EXERCISE
Return exactly the lines of the records below, starting at the line that contains "Target: orange sky" and ending at the line that contains "point: woman's arm", with both of those lines kept.

THE RECORDS
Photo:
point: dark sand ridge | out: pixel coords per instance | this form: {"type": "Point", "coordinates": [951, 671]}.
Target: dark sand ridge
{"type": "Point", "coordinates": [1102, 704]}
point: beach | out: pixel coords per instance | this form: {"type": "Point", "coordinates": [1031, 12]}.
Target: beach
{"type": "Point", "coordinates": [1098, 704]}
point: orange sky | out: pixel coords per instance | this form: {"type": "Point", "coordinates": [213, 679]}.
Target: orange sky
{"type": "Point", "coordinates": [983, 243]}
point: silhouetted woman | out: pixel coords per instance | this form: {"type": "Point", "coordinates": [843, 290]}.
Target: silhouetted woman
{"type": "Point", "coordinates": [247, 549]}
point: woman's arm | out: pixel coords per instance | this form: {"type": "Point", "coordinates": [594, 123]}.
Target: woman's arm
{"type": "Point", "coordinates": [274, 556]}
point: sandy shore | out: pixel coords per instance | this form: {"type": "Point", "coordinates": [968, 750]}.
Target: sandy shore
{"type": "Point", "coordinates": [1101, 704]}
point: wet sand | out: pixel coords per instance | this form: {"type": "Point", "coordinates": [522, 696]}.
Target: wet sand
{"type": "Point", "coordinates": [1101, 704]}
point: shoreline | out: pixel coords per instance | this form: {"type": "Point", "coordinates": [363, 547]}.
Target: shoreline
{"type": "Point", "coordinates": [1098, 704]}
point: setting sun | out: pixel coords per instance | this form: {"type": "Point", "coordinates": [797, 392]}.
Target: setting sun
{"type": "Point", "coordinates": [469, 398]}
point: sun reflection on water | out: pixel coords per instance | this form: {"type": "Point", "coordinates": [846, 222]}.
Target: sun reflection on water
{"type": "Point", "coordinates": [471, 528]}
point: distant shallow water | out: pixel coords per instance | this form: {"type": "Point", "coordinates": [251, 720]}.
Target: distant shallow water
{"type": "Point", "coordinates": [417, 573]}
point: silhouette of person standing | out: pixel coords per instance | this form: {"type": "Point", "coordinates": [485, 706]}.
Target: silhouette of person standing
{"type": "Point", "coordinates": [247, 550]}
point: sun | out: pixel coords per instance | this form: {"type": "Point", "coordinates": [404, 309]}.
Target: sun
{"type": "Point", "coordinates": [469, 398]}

SOLUTION BELOW
Target: orange sky
{"type": "Point", "coordinates": [983, 243]}
point: silhouetted woman | out: pixel coords per instance | this form: {"type": "Point", "coordinates": [843, 290]}.
Target: silhouetted woman
{"type": "Point", "coordinates": [247, 549]}
point: woman's arm | out: pixel coords per instance | this form: {"type": "Point", "coordinates": [594, 123]}.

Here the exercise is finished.